* WHAT YOU HAVE TO DO: Quote the data starting with the line that contains "In each <instance>, the" and going on through the line that contains "190L222 189H217ZM217 199L225", both included, and nothing else.

* SUPPLIED MATERIAL:

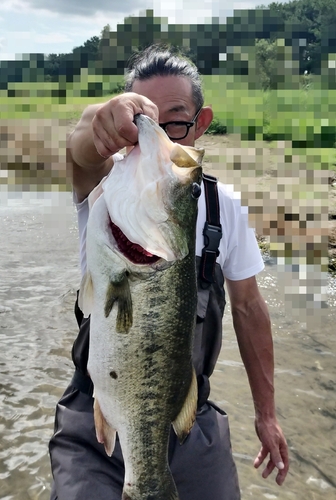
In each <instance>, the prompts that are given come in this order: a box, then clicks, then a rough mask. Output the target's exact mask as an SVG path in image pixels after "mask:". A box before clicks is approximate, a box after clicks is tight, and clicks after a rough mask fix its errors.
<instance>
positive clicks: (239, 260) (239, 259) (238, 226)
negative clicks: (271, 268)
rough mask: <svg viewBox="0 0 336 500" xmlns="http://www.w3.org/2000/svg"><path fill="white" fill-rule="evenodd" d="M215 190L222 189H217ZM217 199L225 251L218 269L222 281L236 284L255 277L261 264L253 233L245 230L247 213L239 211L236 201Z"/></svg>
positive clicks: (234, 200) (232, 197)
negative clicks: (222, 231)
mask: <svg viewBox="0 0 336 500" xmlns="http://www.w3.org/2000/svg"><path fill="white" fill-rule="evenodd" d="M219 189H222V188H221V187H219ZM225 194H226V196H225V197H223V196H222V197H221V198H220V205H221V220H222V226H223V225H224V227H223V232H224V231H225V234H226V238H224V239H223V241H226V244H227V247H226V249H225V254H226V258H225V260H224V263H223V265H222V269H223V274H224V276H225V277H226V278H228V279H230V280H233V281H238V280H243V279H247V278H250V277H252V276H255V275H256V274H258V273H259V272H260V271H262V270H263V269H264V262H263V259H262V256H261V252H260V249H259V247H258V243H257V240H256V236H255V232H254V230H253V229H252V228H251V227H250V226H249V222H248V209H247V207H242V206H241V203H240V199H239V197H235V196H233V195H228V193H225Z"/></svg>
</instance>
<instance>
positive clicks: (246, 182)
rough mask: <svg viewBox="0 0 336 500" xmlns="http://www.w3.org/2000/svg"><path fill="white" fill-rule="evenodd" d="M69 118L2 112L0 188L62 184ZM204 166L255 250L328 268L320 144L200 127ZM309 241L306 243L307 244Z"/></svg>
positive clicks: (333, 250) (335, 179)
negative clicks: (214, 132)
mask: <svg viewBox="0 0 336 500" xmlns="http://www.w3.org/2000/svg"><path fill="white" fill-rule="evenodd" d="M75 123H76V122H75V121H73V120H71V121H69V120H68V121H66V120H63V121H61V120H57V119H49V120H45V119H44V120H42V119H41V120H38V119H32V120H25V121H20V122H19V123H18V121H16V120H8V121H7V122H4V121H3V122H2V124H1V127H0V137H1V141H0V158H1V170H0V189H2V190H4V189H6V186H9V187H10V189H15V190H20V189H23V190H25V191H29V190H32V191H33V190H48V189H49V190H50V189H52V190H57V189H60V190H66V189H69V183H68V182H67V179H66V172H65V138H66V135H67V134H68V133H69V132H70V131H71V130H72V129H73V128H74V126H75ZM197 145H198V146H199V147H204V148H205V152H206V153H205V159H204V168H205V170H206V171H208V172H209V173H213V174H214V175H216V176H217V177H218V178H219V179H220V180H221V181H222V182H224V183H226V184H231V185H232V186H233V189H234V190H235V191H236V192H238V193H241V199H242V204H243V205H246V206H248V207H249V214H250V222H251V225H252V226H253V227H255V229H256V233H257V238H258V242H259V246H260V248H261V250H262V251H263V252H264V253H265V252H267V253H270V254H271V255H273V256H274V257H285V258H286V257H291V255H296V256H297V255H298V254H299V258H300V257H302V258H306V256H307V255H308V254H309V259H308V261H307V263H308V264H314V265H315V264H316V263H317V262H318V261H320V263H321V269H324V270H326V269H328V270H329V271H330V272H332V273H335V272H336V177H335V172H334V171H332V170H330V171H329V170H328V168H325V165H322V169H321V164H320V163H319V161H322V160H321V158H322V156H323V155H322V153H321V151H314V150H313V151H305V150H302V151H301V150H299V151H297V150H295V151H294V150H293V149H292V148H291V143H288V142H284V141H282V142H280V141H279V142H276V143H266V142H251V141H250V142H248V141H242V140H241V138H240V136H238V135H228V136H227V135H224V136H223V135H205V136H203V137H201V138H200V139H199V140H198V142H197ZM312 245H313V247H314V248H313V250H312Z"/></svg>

---

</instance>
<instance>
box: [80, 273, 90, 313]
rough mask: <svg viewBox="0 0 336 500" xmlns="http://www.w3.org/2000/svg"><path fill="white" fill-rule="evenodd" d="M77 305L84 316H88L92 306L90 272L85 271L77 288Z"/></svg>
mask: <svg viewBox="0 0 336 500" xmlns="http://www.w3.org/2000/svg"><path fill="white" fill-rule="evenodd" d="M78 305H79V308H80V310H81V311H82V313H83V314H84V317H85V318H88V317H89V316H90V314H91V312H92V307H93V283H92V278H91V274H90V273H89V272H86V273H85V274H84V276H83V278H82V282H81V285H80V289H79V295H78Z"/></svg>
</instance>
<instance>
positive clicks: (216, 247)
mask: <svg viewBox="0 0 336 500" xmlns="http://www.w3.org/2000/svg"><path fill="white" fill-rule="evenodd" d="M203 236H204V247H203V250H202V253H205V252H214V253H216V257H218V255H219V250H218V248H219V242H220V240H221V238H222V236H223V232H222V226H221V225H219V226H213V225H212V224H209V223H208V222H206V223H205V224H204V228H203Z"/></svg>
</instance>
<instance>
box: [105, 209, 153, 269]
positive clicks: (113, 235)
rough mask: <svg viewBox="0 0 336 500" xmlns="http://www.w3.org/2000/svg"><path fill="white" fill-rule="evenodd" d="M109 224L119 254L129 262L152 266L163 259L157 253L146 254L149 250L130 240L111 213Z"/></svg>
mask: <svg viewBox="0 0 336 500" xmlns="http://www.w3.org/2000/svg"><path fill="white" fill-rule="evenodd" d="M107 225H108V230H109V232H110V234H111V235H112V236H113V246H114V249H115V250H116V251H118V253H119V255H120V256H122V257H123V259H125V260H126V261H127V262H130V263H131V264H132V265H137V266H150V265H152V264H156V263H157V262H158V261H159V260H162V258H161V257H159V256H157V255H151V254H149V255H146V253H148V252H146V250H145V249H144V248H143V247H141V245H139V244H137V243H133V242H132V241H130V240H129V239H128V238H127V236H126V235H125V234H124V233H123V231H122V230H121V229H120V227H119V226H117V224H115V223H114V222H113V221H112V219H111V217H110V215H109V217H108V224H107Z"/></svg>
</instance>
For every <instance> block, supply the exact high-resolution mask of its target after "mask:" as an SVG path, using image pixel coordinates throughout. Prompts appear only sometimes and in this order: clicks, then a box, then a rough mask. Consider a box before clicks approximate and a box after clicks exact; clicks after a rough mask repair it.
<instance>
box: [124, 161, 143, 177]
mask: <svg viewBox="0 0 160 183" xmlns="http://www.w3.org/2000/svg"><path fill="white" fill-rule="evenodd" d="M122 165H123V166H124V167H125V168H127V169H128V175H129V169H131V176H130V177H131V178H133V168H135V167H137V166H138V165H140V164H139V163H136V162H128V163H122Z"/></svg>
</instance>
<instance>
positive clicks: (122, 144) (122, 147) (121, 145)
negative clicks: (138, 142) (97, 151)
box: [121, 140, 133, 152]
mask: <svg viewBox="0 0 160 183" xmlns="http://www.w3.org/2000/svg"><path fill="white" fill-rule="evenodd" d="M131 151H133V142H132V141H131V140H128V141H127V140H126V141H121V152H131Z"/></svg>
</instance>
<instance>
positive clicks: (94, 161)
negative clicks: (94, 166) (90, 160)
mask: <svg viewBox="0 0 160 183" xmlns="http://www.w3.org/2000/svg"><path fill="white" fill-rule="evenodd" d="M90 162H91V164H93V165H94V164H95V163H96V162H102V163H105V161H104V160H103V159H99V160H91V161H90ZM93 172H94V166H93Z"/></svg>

---

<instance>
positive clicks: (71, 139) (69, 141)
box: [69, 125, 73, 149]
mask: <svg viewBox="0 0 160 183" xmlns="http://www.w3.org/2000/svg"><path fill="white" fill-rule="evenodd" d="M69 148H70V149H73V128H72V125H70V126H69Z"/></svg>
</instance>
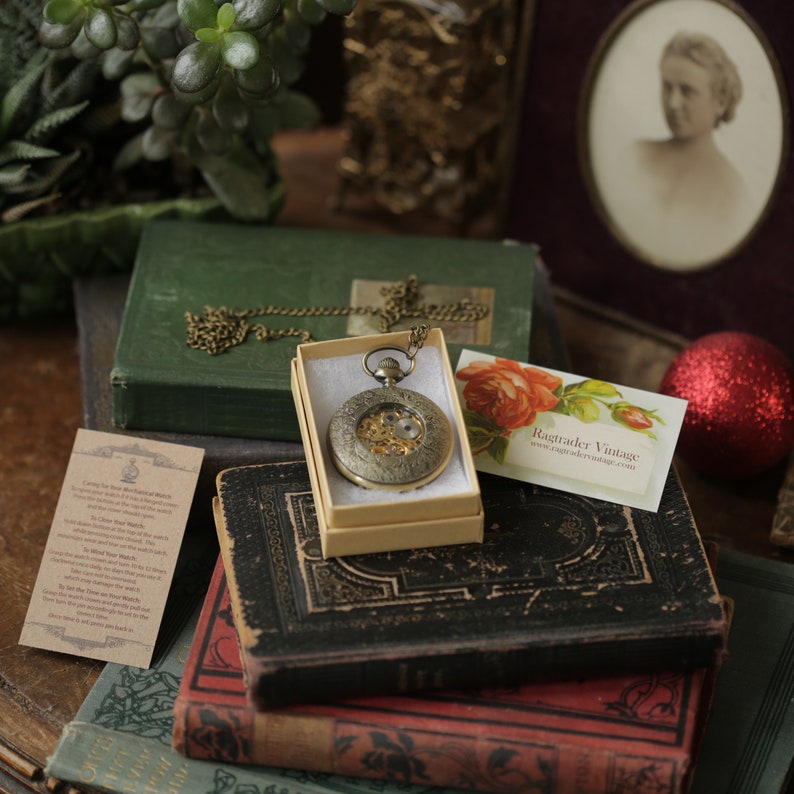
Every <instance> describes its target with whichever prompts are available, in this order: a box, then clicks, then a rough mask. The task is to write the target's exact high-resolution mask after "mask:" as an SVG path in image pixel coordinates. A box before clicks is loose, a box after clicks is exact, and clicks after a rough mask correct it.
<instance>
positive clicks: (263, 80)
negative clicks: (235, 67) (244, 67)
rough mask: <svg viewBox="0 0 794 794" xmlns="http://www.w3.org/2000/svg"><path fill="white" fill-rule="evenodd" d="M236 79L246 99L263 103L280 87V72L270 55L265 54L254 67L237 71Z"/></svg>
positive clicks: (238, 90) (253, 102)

* WRITTEN REPLY:
In each <instance>, the prompts that are given come in this order: a box, then clicks, then a rough mask. Output the target's exact mask as an SVG path in image pixels after "mask:". A box before clicks is approximate, a box after clicks is tight, and clicks after a rough mask fix its errors.
<instance>
positive clicks: (239, 260) (239, 259) (238, 226)
negative clicks: (271, 268)
rough mask: <svg viewBox="0 0 336 500" xmlns="http://www.w3.org/2000/svg"><path fill="white" fill-rule="evenodd" d="M215 190L222 189H217ZM217 199L225 251L218 269L222 281L236 284L255 277L261 264L253 233L245 230L247 213L239 211L236 201Z"/></svg>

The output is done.